[Source text]
Others ascribe a more important, though still limited, effect. Veteran science fiction writer Jack Williamson (1908–2006) when asked in 1991: "Did the [New] Wave's emphasis on experimentalism and its conscious efforts to make SF more 'literary' have any kind of permanent effects on the field?" replied:

After it subsided—it's old hat now—it probably left us with a sharpened awareness of language and a keener interest in literary experiment. It did wash up occasional bits of beauty and power. For example, it helped launch the careers of such writers as [Samuel R.] Chip Delany, Brian Aldiss, and Harlan Ellison, all of whom seem to have gone on their own highly individualistic directions. But the key point here is that New Wave SF failed to move people. I'm not sure if this failure was due to its pessimistic themes or to people feeling the stuff was too pretentious. But it never really grabbed hold of people's imaginations.

Hartwell observed that "there is something efficacious in SF's marginality and always tenuous self-identity—its ambiguous generic distinction from other literary categories—and, perhaps more importantly, in its distinction from what has variously been called realist, mainstream, or mundane fiction." Hartwell maintained that after the New Wave, science fiction had still managed to retain this "marginality and tenuous self-identity":

The British and American New Wave in common would have denied the genre status of SF entirely and ended the continual development of new specialized words and phrases common to the body of SF, without which SF would be indistinguishable from mundane fiction in its entirety (rather than only out on the borders of experimental SF, which is properly indistinguishable from any other experimental literature). The denial of special or genre status is ultimately the cause of the failure of the New Wave to achieve popularity, which, if it had become truly dominant, would have destroyed SF as a separate field.

[Supplied information]
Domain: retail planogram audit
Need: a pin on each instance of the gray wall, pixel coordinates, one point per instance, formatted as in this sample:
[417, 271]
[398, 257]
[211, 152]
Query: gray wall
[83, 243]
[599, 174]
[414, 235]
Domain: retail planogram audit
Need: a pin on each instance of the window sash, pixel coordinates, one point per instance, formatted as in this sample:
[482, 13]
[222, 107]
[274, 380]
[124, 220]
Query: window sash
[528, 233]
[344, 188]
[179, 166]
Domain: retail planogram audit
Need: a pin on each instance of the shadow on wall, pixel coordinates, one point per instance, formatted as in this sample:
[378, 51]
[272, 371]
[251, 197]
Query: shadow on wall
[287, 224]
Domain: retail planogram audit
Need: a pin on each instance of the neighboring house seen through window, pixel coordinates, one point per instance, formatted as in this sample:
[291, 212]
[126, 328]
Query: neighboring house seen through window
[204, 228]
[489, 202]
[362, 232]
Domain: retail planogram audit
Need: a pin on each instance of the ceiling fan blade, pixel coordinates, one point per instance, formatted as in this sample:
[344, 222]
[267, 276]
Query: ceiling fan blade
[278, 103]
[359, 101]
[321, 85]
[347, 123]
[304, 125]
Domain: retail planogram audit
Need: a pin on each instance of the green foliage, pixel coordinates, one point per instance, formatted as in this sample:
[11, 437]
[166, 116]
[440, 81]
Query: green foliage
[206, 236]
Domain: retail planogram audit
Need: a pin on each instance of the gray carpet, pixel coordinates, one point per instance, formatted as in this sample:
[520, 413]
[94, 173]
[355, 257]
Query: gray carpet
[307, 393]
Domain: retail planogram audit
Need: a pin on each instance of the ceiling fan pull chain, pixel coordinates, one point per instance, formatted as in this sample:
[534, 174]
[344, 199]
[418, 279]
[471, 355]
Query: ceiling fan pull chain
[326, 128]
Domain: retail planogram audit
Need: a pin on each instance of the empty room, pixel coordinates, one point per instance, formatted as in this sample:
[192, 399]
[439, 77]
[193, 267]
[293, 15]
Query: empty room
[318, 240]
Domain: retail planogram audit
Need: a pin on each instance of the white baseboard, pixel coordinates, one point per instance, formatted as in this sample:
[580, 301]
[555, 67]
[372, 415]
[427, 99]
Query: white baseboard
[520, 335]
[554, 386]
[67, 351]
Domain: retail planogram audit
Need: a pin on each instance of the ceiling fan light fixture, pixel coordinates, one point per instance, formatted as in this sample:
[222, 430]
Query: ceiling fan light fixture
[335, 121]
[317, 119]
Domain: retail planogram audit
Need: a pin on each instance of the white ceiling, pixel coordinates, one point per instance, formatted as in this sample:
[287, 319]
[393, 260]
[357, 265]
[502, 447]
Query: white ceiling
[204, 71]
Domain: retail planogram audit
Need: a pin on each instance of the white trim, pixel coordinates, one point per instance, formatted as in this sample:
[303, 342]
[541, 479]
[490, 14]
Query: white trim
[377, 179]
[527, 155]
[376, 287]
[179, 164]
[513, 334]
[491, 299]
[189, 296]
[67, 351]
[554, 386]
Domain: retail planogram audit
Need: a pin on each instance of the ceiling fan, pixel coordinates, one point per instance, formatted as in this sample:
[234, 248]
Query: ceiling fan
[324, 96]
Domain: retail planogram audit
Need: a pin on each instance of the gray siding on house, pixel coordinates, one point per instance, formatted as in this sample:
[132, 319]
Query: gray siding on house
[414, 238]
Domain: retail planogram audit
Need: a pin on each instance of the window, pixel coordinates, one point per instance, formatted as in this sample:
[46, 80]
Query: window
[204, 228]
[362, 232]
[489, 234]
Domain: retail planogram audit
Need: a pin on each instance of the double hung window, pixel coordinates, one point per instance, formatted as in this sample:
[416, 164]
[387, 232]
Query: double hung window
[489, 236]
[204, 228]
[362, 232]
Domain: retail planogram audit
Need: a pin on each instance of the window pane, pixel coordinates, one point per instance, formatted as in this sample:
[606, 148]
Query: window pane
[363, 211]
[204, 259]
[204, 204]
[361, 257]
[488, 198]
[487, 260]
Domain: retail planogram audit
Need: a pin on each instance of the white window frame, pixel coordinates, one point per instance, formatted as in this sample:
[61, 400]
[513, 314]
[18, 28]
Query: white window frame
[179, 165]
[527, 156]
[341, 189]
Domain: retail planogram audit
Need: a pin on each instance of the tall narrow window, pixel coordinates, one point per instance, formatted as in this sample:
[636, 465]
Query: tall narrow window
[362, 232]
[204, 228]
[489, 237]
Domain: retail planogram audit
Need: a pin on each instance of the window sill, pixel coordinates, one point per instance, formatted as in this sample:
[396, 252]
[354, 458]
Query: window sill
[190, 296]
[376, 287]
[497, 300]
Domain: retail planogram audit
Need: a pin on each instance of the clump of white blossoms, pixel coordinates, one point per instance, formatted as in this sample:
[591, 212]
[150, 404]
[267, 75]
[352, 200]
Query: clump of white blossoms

[Work to complete]
For each statement below, say yes or no to whether it agrees with the passage on the New Wave, and quote the words from the passage that settle it.
(a) Williamson was asked about the New Wave's effects in 1991.
(b) Williamson was certain that the New Wave failed because of its pessimistic themes.
(c) Hartwell held that science fiction lost its "marginality and tenuous self-identity" after the New Wave.

[Output for this exercise]
(a) Yes: "when asked in 1991"
(b) No: "I'm not sure if this failure was due to its pessimistic themes or to people feeling the stuff was too pretentious."
(c) No: "after the New Wave, science fiction had still managed to retain this "marginality and tenuous self-identity""